▸ **Directions for this task**: Write out all of the entries exactly as given.

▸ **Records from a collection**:
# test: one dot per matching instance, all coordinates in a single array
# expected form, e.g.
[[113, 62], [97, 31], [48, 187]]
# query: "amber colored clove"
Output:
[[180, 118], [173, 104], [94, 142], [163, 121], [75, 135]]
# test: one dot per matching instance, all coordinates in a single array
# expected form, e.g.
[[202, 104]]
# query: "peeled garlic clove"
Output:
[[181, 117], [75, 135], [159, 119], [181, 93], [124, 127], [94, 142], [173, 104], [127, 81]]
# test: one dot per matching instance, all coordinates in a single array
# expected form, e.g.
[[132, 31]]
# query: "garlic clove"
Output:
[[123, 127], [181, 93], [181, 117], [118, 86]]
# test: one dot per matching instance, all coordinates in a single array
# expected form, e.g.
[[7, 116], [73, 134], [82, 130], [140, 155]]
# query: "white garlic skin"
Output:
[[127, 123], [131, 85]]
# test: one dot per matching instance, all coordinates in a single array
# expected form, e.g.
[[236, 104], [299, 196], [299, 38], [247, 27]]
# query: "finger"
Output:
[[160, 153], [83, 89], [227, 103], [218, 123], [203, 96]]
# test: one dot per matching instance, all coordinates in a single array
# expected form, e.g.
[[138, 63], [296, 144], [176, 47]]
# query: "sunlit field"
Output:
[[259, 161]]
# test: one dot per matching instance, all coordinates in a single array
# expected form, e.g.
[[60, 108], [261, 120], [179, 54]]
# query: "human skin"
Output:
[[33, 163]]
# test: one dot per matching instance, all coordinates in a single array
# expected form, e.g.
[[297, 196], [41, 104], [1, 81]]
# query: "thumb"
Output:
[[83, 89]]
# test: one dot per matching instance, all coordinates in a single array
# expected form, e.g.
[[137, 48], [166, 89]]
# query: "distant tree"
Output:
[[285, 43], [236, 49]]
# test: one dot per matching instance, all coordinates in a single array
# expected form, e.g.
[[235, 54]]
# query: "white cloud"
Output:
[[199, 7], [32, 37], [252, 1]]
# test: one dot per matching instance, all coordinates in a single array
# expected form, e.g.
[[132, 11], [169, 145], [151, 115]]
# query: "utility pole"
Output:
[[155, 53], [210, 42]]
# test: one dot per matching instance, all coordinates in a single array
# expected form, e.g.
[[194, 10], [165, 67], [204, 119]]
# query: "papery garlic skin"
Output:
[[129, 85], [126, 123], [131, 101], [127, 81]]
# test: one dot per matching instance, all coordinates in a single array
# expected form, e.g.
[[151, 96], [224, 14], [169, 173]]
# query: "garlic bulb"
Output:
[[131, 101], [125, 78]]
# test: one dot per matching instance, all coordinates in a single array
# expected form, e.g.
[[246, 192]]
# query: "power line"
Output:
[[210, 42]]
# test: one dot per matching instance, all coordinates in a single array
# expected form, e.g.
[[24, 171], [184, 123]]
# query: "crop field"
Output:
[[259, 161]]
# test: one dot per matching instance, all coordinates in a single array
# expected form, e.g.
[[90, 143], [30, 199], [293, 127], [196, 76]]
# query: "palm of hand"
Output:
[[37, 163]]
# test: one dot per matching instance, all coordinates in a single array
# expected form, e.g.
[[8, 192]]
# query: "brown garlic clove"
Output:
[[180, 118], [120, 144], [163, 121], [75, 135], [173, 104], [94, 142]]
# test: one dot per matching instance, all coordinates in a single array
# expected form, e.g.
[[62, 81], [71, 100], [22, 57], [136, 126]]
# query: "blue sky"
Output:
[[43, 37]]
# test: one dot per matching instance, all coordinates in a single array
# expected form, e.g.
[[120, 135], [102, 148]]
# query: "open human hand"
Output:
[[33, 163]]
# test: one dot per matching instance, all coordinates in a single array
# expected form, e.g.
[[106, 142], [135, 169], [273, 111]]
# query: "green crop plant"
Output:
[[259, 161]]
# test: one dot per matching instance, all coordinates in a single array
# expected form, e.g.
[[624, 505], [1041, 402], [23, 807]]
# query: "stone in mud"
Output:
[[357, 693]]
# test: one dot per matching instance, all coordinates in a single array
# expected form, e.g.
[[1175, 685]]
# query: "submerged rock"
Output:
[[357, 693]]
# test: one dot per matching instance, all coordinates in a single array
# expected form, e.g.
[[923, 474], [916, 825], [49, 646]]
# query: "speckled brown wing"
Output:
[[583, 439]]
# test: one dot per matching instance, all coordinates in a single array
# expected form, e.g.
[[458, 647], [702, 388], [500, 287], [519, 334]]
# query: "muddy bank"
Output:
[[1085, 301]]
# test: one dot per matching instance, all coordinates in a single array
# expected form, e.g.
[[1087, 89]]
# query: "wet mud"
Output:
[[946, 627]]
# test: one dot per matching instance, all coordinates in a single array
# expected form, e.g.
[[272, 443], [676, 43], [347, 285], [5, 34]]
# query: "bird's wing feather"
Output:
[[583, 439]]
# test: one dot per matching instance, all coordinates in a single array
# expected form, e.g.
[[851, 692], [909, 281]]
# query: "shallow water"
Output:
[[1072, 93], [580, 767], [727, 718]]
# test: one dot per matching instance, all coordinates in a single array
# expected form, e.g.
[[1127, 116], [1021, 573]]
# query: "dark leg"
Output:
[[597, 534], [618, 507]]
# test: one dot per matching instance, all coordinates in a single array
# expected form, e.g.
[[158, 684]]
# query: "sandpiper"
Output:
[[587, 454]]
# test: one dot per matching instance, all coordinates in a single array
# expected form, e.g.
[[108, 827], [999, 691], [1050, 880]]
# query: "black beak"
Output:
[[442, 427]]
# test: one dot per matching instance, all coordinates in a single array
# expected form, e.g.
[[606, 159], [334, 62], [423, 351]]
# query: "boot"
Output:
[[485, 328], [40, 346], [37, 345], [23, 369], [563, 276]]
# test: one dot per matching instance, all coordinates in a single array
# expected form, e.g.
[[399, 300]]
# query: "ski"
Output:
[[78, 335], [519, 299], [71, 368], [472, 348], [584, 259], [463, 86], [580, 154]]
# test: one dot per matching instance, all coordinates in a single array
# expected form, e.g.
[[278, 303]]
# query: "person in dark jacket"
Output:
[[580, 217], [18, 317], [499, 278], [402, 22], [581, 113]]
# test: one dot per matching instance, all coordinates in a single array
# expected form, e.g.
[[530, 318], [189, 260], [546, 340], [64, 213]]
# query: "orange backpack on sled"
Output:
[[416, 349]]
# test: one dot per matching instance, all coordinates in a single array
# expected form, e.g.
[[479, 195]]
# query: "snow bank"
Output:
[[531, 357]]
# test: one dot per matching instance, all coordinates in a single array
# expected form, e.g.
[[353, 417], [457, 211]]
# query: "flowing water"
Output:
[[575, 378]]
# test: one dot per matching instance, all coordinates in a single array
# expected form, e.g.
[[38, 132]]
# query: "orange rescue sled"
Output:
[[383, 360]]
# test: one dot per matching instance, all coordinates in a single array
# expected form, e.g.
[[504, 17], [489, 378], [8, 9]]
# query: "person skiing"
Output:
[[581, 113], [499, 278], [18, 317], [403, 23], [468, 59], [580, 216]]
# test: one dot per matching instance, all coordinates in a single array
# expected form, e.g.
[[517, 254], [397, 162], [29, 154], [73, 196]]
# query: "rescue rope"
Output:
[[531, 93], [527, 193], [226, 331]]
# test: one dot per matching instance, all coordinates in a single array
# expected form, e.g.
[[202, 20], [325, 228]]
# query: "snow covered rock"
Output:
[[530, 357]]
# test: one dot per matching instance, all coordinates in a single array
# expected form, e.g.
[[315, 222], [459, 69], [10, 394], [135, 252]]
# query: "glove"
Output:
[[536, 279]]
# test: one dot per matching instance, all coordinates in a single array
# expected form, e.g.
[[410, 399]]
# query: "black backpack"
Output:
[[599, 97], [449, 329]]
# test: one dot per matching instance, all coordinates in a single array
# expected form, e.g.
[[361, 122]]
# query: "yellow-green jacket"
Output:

▸ **Task output**:
# test: one dot per matching instance, all coordinates in a single array
# expected form, e.g.
[[113, 62], [97, 31], [48, 187]]
# query: "amber colored clove"
Output:
[[180, 118], [173, 104], [94, 142], [163, 121], [75, 135]]
# test: one dot per matching instance, all coordinates in a single array
# expected form, e.g.
[[202, 104]]
# query: "peeled garlic clove"
Output:
[[181, 117], [75, 135], [159, 119], [181, 93], [124, 127], [94, 142], [173, 104], [127, 81]]
# test: one dot per matching instance, all coordinates in a single array
# expected form, e.g.
[[132, 31]]
# query: "garlic clove"
Output:
[[123, 127], [181, 93], [181, 117], [118, 86]]
# test: one dot per matching instance, all coordinates in a single array
# expected form, e.g.
[[7, 116], [73, 134], [82, 130], [140, 155]]
# query: "white garlic skin"
Output:
[[127, 123], [131, 85]]
# test: one dot per matching instance, all coordinates in a single array
# expected form, e.g.
[[236, 104], [299, 196], [299, 38], [247, 27]]
# query: "finger"
Output:
[[160, 153], [83, 89], [227, 103], [218, 123], [203, 96]]
# test: one dot per matching instance, all coordinates in a single array
# expected form, e.g.
[[138, 63], [296, 144], [176, 47]]
# query: "sunlit field"
Output:
[[259, 161]]
# test: one dot per matching instance, all coordinates in a single array
# expected form, e.g.
[[60, 108], [261, 120], [179, 54]]
# query: "human skin"
Output:
[[33, 163]]
# test: one dot per matching instance, all coordinates in a single array
# expected form, e.g.
[[297, 196], [41, 104], [1, 81]]
# query: "thumb"
Output:
[[83, 89]]
# test: one dot per matching instance, all coordinates in a single array
# expected form, e.g.
[[137, 48], [166, 89]]
# query: "distant tree"
Output:
[[285, 43], [236, 49]]
# test: one dot per matching instance, all coordinates in a single array
# expected form, e.g.
[[235, 54]]
# query: "white cloud"
Output:
[[199, 7], [32, 37], [252, 1]]
# test: one dot per matching instance, all coordinates in a single array
# expected form, e.g.
[[132, 11], [169, 145], [151, 115]]
# query: "utility pole"
Output:
[[155, 53], [210, 42]]
# test: one dot per matching instance, all coordinates in a single array
# expected form, e.g.
[[194, 10], [165, 67], [204, 119]]
# query: "papery garlic skin"
Output:
[[129, 85], [126, 123], [131, 101], [127, 81]]
# test: one dot per matching instance, all coordinates in a single array
# expected form, e.g.
[[151, 96], [224, 14], [169, 173]]
# query: "garlic bulb"
Output:
[[131, 101], [125, 78]]
# test: one dot per matching instance, all coordinates in a single array
# expected form, e.g.
[[246, 192]]
# query: "power line"
Output:
[[210, 42]]
# test: one dot per matching instance, all coordinates in a single array
# expected form, e.g.
[[24, 171], [184, 123]]
# query: "crop field"
Output:
[[259, 161]]
# test: one dot per matching instance, all coordinates in a single array
# expected form, e.g.
[[90, 143], [30, 199], [293, 127], [196, 76]]
# query: "palm of hand"
Output:
[[37, 163]]
# test: one dot per matching instance, all coordinates in a single array
# expected form, e.g.
[[8, 192]]
# query: "brown garlic clove"
Output:
[[180, 118], [120, 144], [163, 121], [75, 135], [173, 104], [94, 142]]
# test: one dot per matching instance, all coordinates in a single array
# expected form, e.g.
[[62, 81], [71, 100], [22, 57], [136, 126]]
# query: "blue sky"
Output:
[[43, 37]]
# test: one dot per matching instance, all coordinates in a single array
# expected form, e.g.
[[120, 135], [102, 148]]
# query: "open human hand"
Output:
[[33, 163]]
# test: one dot per matching instance, all coordinates in a single array
# expected form, e.g.
[[106, 142], [135, 169], [273, 111]]
# query: "green crop plant"
Output:
[[259, 161]]
# test: one dot per matching instance, all coordinates in a single array
# expected form, e.g.
[[624, 505], [1041, 402], [23, 807]]
# query: "stone in mud"
Output:
[[357, 693]]
# test: one dot per matching instance, all coordinates in a single array
# expected form, e.g.
[[1175, 685]]
# query: "submerged rock"
Output:
[[357, 693]]
# test: one dot per matching instance, all coordinates in a single array
# expected form, e.g.
[[923, 474], [916, 825], [49, 646]]
# query: "speckled brown wing"
Output:
[[583, 439]]
# test: one dot per matching instance, all coordinates in a single array
# expected form, e.g.
[[458, 647], [702, 388], [500, 287], [519, 334]]
# query: "muddy bank"
Output:
[[1085, 301]]
# test: one dot per matching instance, all coordinates in a single array
# expected form, e.g.
[[1087, 89]]
# query: "wet mud"
Output:
[[946, 627]]
# test: one dot per matching instance, all coordinates in a single array
# expected form, e.g.
[[272, 443], [676, 43], [347, 285], [5, 34]]
# query: "bird's wing feather"
Output:
[[583, 439]]
# test: one dot per matching instance, all coordinates in a single array
# expected form, e.g.
[[851, 692], [909, 281]]
# query: "shallow water"
Output:
[[1072, 93], [580, 767], [727, 718]]
# test: one dot per matching instance, all coordinates in a single array
# expected form, e.g.
[[1127, 116], [1021, 573]]
# query: "dark leg"
Output:
[[597, 534], [618, 507]]
# test: one dot per matching instance, all coordinates in a single array
# expected form, e.g.
[[158, 684]]
# query: "sandpiper"
Output:
[[587, 454]]
# test: one dot per matching instance, all coordinates in a single array
# expected form, e.g.
[[108, 827], [999, 691], [1050, 880]]
# query: "black beak"
Output:
[[442, 427]]
# test: one dot per matching instance, all coordinates in a single array
# expected form, e.g.
[[606, 159], [334, 62], [423, 351]]
# query: "boot"
Output:
[[485, 328], [40, 346], [37, 345], [23, 369], [563, 276]]
# test: one dot per matching instance, all coordinates in a single array
# expected form, e.g.
[[399, 300]]
# query: "ski"
Output:
[[78, 335], [519, 299], [71, 368], [472, 348], [584, 259], [463, 86], [580, 154]]
# test: one dot per matching instance, all coordinates in a single array
# expected form, e.g.
[[278, 303]]
# query: "person in dark jacket"
Output:
[[580, 217], [18, 317], [499, 278], [402, 22], [581, 113]]
# test: one dot per matching instance, all coordinates in a single array
# expected form, e.g.
[[530, 318], [189, 260], [546, 340], [64, 213]]
# query: "orange backpack on sled"
Output:
[[416, 349]]
# test: one dot per matching instance, all coordinates in a single array
# expected form, e.g.
[[479, 195]]
# query: "snow bank"
Output:
[[531, 357]]
# test: one dot per matching instance, all coordinates in a single array
# expected form, e.g.
[[353, 417], [457, 211]]
# query: "flowing water"
Output:
[[575, 378]]
# test: one dot per matching instance, all coordinates in a single array
# expected form, e.g.
[[38, 132]]
# query: "orange rescue sled"
Output:
[[383, 360]]
# test: one dot per matching instance, all coordinates in a single array
# expected form, e.g.
[[504, 17], [489, 378], [8, 9]]
# query: "person skiing"
Output:
[[581, 113], [499, 278], [18, 317], [403, 23], [468, 59], [580, 216]]
# test: one dot per matching instance, all coordinates in a single array
# expected form, e.g.
[[517, 254], [397, 162], [29, 154], [73, 196]]
# query: "rescue rope"
Output:
[[531, 93], [527, 193], [226, 331]]
# test: one dot per matching instance, all coordinates in a single array
# expected form, e.g.
[[202, 20], [325, 228]]
# query: "snow covered rock"
Output:
[[530, 357]]
# test: one dot per matching instance, all coordinates in a single array
# expected form, e.g.
[[315, 222], [459, 69], [10, 394], [135, 252]]
# query: "glove"
Output:
[[536, 279]]
# test: one dot per matching instance, all coordinates in a single array
# expected form, e.g.
[[410, 399]]
# query: "black backpack"
Output:
[[599, 97], [449, 329]]
# test: one dot per matching instance, all coordinates in a single array
# expected form, e.g.
[[361, 122]]
# query: "yellow-green jacket"
Output:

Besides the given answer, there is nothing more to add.